* START *

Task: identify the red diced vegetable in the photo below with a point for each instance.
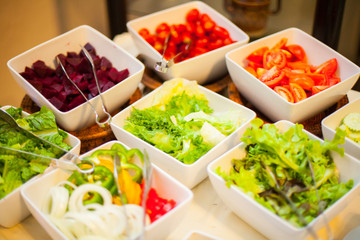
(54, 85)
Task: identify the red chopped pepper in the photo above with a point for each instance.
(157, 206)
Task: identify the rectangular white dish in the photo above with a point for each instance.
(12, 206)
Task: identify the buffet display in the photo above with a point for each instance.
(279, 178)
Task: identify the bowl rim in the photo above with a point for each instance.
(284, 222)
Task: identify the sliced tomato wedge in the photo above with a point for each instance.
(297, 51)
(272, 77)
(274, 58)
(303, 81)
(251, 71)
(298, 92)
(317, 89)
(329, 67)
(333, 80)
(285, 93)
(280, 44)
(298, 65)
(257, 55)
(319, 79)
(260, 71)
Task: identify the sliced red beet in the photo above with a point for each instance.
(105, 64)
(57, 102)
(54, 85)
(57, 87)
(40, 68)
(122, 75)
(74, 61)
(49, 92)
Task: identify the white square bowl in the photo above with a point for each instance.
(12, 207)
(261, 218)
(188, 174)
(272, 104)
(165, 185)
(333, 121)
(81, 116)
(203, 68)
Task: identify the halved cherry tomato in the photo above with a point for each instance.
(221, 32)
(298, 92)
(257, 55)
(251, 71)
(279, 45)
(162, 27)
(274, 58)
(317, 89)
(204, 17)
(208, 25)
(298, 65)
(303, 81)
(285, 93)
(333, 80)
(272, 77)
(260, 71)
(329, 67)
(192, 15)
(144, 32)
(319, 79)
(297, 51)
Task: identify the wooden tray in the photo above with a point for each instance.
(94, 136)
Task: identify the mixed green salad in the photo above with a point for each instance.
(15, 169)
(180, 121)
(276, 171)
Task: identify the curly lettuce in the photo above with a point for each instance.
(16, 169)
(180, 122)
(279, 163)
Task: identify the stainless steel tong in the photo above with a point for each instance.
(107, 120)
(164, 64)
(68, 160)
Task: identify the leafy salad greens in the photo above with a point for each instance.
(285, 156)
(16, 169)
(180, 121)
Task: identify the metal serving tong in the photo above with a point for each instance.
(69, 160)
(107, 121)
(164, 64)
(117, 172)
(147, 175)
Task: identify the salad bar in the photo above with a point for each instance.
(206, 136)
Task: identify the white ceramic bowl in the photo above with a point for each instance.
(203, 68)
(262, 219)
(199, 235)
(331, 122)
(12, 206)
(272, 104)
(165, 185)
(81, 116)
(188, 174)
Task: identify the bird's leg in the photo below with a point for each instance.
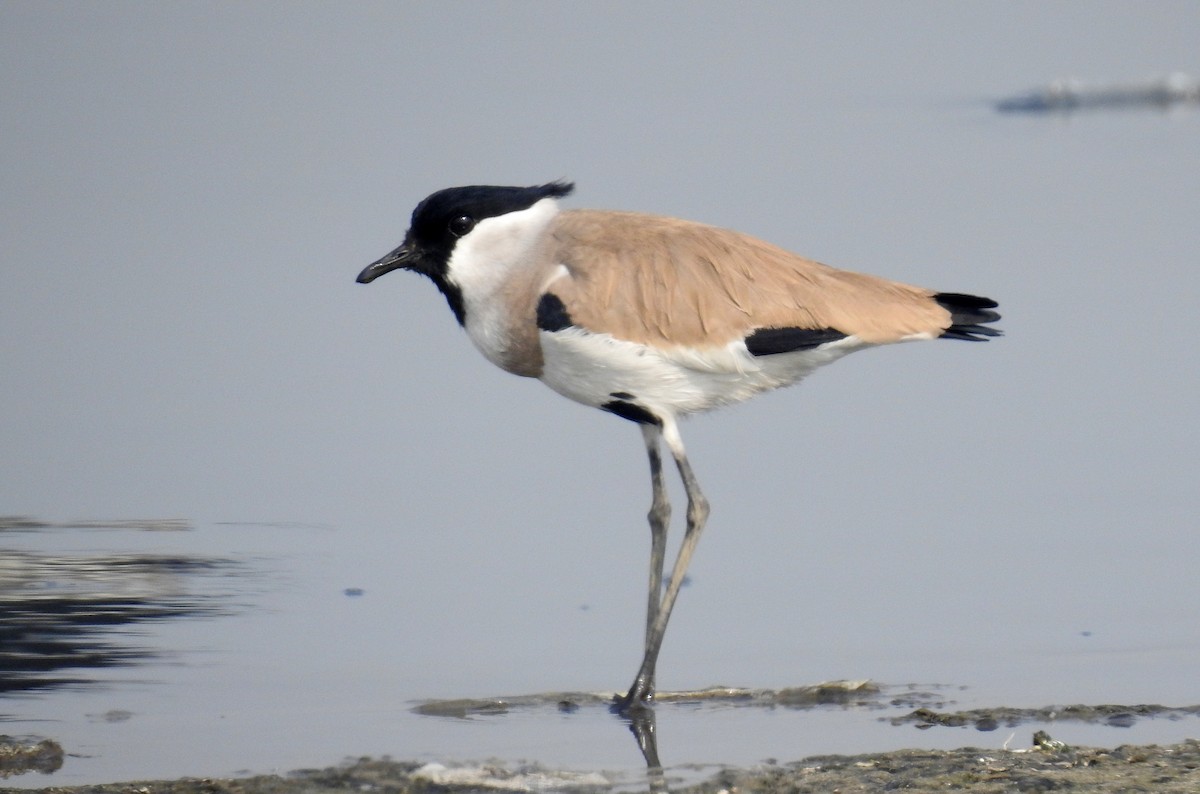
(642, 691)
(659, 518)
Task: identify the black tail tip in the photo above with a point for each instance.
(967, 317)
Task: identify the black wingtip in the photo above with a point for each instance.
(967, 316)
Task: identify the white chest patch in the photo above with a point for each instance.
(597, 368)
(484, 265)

* END *
* START *

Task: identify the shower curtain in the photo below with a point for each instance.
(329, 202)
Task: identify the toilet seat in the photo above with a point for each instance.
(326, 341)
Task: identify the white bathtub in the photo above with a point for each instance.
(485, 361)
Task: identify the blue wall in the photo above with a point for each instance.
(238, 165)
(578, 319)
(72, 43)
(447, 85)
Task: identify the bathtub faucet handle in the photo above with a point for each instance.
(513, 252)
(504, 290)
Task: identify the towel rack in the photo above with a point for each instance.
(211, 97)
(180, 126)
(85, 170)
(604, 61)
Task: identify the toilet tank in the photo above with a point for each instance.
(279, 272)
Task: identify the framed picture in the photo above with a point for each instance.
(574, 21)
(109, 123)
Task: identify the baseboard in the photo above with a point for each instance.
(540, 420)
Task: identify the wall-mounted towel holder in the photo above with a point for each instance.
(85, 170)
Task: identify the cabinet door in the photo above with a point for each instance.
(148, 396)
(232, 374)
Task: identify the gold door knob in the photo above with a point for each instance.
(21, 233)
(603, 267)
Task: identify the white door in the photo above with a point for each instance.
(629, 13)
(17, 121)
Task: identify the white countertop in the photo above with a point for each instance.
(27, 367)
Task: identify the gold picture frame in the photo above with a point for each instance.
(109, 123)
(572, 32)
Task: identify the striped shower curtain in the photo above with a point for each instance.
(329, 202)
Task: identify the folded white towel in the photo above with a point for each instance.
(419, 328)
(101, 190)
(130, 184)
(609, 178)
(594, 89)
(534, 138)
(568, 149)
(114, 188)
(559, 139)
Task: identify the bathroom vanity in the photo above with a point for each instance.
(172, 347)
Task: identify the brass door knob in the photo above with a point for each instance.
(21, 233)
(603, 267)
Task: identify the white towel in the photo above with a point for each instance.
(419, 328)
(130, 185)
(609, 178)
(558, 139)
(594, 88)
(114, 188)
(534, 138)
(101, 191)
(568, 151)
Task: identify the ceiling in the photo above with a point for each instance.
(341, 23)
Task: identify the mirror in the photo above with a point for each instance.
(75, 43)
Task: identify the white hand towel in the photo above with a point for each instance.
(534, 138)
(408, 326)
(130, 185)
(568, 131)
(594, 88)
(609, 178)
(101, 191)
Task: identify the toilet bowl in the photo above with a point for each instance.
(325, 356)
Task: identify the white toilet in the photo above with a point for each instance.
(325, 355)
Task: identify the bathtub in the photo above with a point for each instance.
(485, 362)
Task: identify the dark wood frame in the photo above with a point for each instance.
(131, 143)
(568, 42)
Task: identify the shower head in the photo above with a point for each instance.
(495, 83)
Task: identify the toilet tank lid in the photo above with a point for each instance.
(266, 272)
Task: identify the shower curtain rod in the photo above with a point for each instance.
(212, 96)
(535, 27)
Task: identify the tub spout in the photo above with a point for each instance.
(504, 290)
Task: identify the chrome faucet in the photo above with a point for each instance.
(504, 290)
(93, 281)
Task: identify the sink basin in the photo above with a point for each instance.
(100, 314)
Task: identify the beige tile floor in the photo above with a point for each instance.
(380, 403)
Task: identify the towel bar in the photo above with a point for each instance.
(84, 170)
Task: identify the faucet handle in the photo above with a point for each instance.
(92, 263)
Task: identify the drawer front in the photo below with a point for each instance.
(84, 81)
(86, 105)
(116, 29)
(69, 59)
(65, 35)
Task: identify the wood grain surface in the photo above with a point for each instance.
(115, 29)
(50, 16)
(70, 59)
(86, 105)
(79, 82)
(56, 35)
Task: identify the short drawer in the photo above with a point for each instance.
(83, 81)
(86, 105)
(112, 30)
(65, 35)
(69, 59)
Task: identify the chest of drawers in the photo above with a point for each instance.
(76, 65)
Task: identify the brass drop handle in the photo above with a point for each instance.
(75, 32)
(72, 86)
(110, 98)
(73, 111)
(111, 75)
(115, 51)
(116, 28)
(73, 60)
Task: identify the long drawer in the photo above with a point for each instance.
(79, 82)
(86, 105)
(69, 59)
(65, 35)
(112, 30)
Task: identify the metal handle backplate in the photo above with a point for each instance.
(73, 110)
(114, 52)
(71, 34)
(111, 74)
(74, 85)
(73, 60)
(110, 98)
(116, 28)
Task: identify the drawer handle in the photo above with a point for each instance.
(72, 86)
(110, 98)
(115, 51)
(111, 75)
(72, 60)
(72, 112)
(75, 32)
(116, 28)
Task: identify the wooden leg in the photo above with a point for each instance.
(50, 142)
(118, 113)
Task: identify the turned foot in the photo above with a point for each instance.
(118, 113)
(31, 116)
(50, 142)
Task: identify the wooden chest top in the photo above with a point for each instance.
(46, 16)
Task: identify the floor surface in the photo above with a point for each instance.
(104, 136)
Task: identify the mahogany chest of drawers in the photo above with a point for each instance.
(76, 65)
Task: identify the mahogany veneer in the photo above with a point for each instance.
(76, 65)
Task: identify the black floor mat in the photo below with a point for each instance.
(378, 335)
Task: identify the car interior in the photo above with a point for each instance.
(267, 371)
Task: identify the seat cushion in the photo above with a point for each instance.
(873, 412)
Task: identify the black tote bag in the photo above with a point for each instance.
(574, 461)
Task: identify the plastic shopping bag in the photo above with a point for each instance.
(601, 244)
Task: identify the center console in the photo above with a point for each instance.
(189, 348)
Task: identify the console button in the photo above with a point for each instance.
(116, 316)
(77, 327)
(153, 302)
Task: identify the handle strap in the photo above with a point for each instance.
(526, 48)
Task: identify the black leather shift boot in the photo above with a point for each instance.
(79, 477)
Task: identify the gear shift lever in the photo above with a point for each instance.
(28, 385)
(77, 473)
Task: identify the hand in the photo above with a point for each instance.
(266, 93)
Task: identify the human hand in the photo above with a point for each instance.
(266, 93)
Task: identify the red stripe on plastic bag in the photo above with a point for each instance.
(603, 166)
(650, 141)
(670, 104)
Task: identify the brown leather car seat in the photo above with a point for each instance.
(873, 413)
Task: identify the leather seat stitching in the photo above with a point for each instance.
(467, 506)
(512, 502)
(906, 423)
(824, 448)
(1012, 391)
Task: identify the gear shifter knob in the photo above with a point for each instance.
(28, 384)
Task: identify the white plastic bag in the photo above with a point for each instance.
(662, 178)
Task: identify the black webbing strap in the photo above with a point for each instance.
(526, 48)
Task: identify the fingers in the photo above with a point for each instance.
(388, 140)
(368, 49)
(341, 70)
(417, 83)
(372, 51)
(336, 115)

* END *
* START *

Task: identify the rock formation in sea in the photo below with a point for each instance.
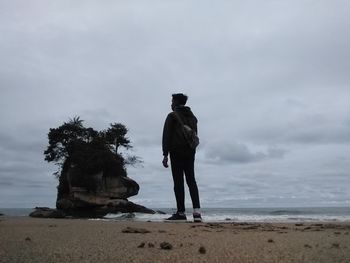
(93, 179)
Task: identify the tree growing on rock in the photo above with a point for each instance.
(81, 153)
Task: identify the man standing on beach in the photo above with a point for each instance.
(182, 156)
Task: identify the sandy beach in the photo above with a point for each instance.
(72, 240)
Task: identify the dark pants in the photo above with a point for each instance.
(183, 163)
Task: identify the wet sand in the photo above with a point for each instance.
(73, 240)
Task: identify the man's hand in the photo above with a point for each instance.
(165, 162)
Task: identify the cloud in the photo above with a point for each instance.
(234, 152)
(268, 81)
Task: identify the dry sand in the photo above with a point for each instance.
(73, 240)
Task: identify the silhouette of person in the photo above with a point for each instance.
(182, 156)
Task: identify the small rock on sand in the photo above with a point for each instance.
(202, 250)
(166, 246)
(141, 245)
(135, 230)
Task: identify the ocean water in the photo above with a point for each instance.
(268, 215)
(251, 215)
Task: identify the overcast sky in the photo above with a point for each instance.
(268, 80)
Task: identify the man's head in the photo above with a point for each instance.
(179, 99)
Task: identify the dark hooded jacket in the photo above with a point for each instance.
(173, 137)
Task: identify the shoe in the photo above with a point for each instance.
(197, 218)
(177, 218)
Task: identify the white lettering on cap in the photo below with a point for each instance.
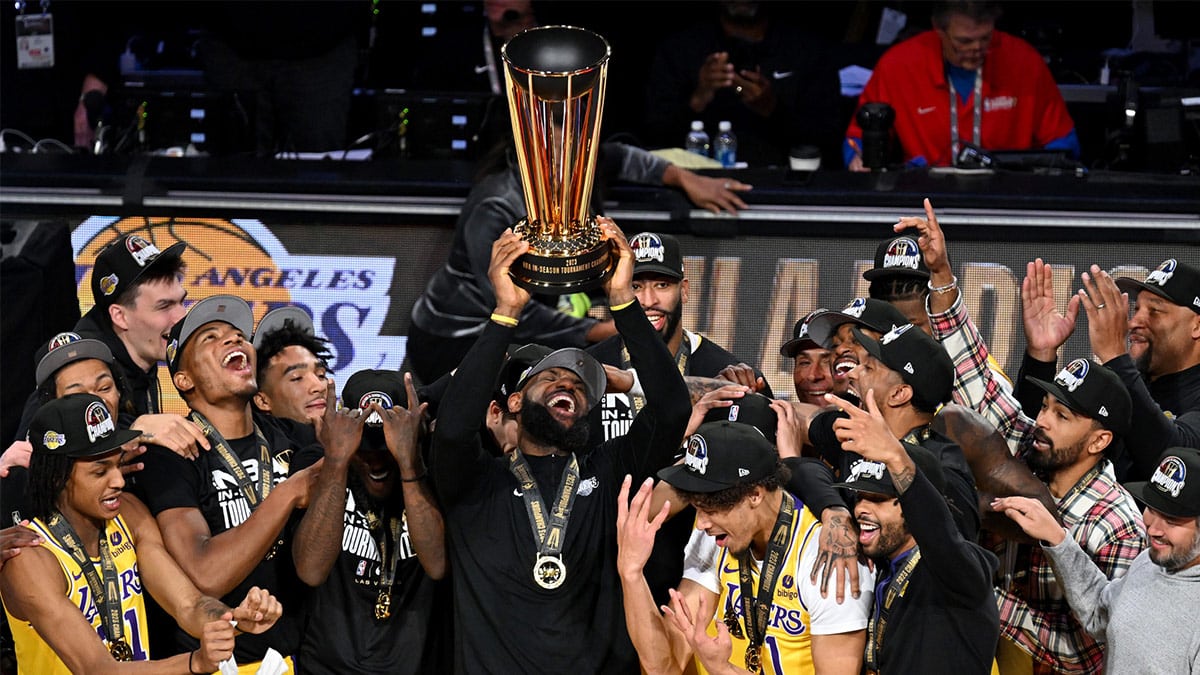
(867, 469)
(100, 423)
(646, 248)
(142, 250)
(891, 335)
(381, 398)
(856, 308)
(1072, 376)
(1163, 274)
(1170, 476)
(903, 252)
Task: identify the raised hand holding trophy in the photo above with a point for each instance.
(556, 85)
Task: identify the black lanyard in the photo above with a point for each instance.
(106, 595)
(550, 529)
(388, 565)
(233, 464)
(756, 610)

* END *

## Written problem
Count the lines in the rows above that contain the string "salad", with uppercase and lowercase letters treated as distinct. Give only the number.

## Solution for this exercise
3